● Available data
******
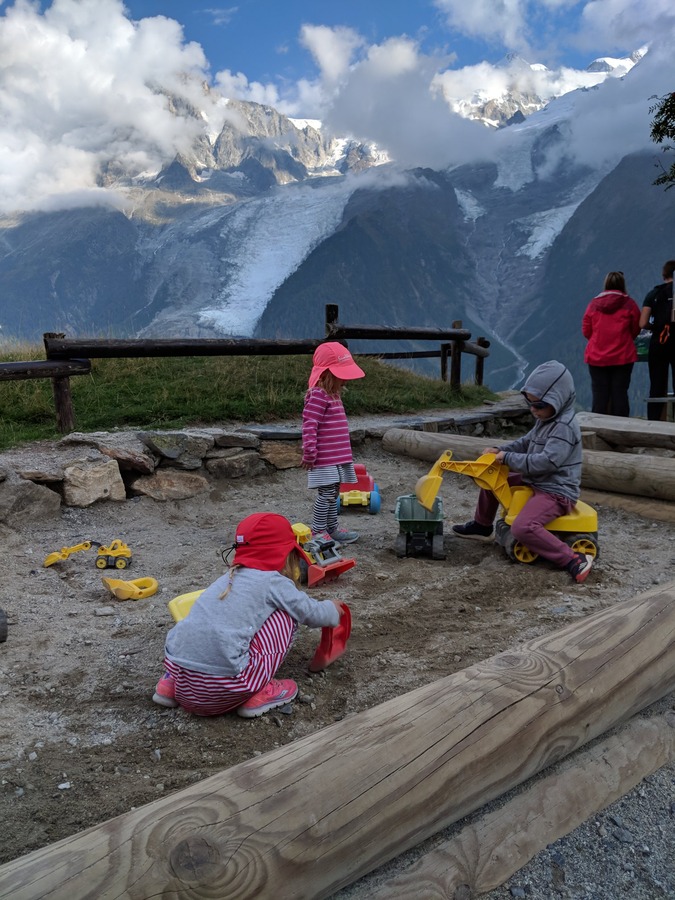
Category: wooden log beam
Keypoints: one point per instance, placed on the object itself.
******
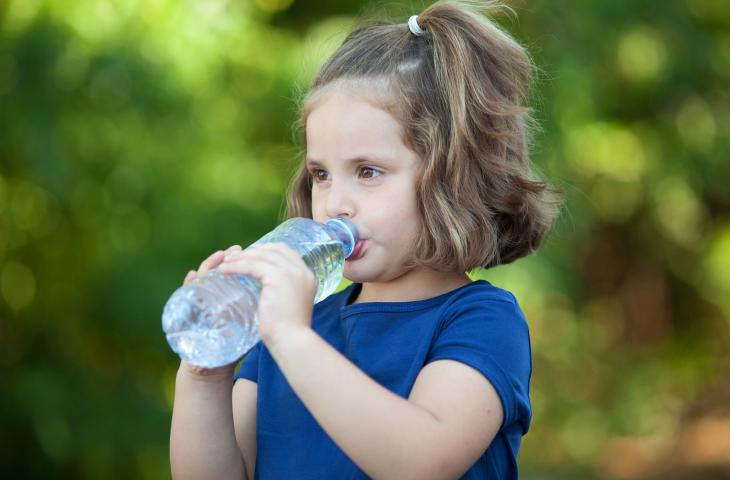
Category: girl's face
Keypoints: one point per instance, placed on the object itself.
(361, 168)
******
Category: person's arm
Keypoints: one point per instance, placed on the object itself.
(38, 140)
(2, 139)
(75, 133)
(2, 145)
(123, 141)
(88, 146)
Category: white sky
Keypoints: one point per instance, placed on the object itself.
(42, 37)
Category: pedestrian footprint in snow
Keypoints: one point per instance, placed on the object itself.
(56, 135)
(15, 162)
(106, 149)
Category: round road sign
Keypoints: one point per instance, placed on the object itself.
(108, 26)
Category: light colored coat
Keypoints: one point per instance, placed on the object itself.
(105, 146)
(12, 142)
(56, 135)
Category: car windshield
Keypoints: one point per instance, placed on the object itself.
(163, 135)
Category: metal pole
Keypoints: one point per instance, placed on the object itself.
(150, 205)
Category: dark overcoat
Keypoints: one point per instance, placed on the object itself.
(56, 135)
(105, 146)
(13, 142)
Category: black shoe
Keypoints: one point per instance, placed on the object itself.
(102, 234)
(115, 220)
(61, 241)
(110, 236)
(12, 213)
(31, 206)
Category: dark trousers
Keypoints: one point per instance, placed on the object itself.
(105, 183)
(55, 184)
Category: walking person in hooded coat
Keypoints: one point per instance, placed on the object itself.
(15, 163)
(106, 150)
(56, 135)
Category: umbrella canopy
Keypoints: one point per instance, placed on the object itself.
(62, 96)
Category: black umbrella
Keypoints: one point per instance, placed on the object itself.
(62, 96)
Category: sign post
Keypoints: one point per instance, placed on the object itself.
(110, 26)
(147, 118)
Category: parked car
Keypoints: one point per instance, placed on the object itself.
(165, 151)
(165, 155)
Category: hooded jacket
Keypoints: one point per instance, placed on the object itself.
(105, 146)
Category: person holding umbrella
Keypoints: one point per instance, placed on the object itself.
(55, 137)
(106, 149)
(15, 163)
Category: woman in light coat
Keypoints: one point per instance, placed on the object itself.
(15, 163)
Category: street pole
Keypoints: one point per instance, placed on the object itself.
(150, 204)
******
● What the exercise asks
Report every line of the records that contains the word "dark", copying each such line in full.

● Result
Category: dark overcoat
Category: dark trousers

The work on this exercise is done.